__SELECTED PASSAGE__:
The baffle includes one or more partitions comprising at least one
inlet and at least one outlet for the cooling fluid flow. The
electrical machine also includes a rotor comprising a rotor core,
wherein the rotor disposed concentrically either inside or outside
of the stator.
DRAWINGS
[0009] These and other features, aspects, and advantages of the
present invention will become better understood when the following
detailed description is read with reference to the accompanying
drawings in which like characters represent like parts throughout
the drawings, wherein:
[0010] FIG. 1 is a diagrammatic illustration of an electrical
machine including a cooling system in accordance with an embodiment
of the invention;
[0011] FIG. 2 is a schematic illustration of a single baffle
configuration in accordance with an embodiment of the
invention;
[0012] FIG. 3 is a schematic illustration of a dual baffle
configuration in accordance with an embodiment of the
invention;
[0013] FIG. 4 is a schematic illustration of a quad baffle
configuration in accordance with an embodiment of the
invention;
[0014] FIG. 5 is a schematic illustration of opposing sides of a
stator in the PM machine of FIG. 1 including baffles in accordance
with an embodiment of the invention;
[0015] FIG. 6 is a schematic illustration of the opposing sides in
FIG. 5 disposed upon each other; and
[0016] FIG. 7 is a flow chart representing steps in a method for
cooling regions of interest in an electrical machine in accordance
with an embodiment of the invention.
DETAILED DESCRIPTION
[0017] As discussed in detail below, embodiments of the invention
are directed to a system and method for thermal management in
electrical machines. The system and method include a cooling
technique employing one or more baffles arranged such that an
optimal cooling path is provided around endwindings.
[0018] FIG. 1 is a diagrammatic illustration of a permanent magnet
(PM) machine 10 including an improved cooling system. A
non-limiting example of the machine 10 includes a generator. The PM
machine 10 includes a stator 12 having a stator core 14. In one
non-limiting example, the stator core 14 defines multiple
step-shaped stator slots 16 including multiple fractional-slot
concentrated windings 18 wound within the step-shaped stator slots
16. The fractional-slot concentrated windings provide magnetic and
physical decoupling between various phases and coils of the PM
machine 10. In the illustrated embodiment, the step-shaped stator
slots 16 have a two step configuration. In other embodiments, the
step-shaped stator slots 16 may include more than two steps. In a
particular embodiment, the fractional-slot concentrated windings 18
are wound radially inward on a first step of the two-step
configuration and radially outward on a second step of the two-step
configuration. In another embodiment, armature windings are
disposed inside the slots 16. In another embodiment, the
fractional-slot concentrated windings comprise multiple Litz
wires.

__THE DATA__:
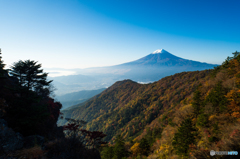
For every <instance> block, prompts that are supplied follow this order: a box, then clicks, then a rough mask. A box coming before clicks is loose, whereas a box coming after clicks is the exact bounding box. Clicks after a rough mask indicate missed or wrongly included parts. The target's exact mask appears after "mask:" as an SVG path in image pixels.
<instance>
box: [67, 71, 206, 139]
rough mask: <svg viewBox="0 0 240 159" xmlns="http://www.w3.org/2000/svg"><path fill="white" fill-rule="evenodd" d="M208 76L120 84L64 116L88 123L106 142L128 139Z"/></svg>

__SET OF TASKS__:
**1)** From the patent excerpt on electrical machine cooling, list every baffle configuration its description of the drawings names.
**2)** Reproduce the part of the patent excerpt that begins at the words "The baffle includes" and stops after "of the stator.", renaming "rotor" to "rotating assembly" throughout.

__TASK ANSWERS__:
**1)**
Single baffle configuration (FIG. 2)
Dual baffle configuration (FIG. 3)
Quad baffle configuration (FIG. 4)

**2)**
The baffle includes one or more partitions comprising at least one
inlet and at least one outlet for the cooling fluid flow. The
electrical machine also includes a rotating assembly comprising a rotating assembly core,
wherein the rotating assembly disposed concentrically either inside or outside
of the stator.